TO DO => The response must consist of the records below, copied exactly.

RECORDS SHOWN =>
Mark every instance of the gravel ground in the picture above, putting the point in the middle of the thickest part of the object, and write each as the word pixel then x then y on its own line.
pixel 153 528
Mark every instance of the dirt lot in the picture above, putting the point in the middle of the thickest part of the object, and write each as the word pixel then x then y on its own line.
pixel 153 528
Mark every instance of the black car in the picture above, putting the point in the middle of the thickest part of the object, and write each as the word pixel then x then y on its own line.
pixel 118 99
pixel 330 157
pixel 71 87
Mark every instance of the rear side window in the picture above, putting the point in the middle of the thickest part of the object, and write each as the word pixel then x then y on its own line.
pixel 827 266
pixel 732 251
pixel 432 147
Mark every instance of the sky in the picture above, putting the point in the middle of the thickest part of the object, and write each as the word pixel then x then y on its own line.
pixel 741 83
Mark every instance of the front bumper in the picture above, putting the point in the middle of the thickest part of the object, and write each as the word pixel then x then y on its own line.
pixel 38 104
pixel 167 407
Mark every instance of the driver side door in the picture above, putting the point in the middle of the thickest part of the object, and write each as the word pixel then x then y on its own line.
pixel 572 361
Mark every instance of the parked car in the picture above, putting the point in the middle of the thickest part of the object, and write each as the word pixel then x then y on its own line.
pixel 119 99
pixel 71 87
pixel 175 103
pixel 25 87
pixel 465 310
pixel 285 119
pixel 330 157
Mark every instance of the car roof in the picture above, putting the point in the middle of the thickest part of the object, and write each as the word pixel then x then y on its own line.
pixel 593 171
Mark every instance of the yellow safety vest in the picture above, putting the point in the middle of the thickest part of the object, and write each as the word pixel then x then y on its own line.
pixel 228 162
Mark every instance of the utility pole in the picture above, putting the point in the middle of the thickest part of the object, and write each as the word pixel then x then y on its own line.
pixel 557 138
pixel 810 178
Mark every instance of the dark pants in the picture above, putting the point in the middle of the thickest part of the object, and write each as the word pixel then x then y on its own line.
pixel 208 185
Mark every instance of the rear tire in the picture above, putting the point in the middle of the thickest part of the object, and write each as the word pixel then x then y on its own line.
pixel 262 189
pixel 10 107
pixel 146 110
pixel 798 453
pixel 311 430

RESPONSE AREA =>
Mark every instance of the gravel ground in the picture above, putting the point in the middle of the thickest part of the object, and write each as the word pixel then x then y on its own line.
pixel 153 528
Mark every instance of the dirt lot in the picture above, putting the point in the middle of the thickest part of the object, and write each as the word pixel then x then y on its own line.
pixel 153 528
Mark every instance of the black car in the picture above, putting the point in the middle of the thickest part of the object, and write each as the word pixel then x then y on its own line.
pixel 118 99
pixel 330 157
pixel 71 87
Mark every instance of the rear side window in the picture above, putting the point in the middle of the thickest part of the object, and write each as the word pixel then x then y on its own line.
pixel 827 266
pixel 732 251
pixel 432 147
Mark every instance of the sky in the picture above, putting the point in the middle of the thickest part of the object, and write each as the word pixel then x then y on its own line.
pixel 741 83
Mark every instance of the front bumper in the picture above, putting the point in the middle of the thickest part of the object, and write each as the word pixel then x then y on its own line.
pixel 38 104
pixel 167 407
Mark every instance of the driver side door in the picture above, putting the point in the middle of the thickest part of the object, and write each as the word pixel then x then y on its own line.
pixel 572 361
Mark every instance of the parked car in the picture above, putting the point in the middle of the thickest part of the object, and write each as the word pixel then x then y on its own line.
pixel 119 99
pixel 71 87
pixel 175 103
pixel 25 87
pixel 465 310
pixel 285 119
pixel 330 157
Mark every instance of the car roof in the picture above, putting the point in the middle of the thickest part of the object, and write each as the word pixel then x then y on its own line.
pixel 593 171
Mark every instance of the yellow safety vest in the picture above, putting the point in the middle of the thickest part of the object, and write each as the word pixel then x then y on its own line.
pixel 228 162
Mark every instance of the utility pole in the picture above, putting the point in the middle of the thickest part of the object, and write each as the word pixel then x then y on its own line.
pixel 557 138
pixel 810 178
Mark every instance of the dark pants in the picture above, putting the point in the middle of the thickest part of the object, and write each as the word pixel then x then y on its own line.
pixel 208 185
Mark every instance of the rear tire in the picture above, putting the point in the middle of the thickest part of the object, and write each as the word pixel then x then y on its own line.
pixel 262 189
pixel 10 107
pixel 146 110
pixel 798 453
pixel 311 430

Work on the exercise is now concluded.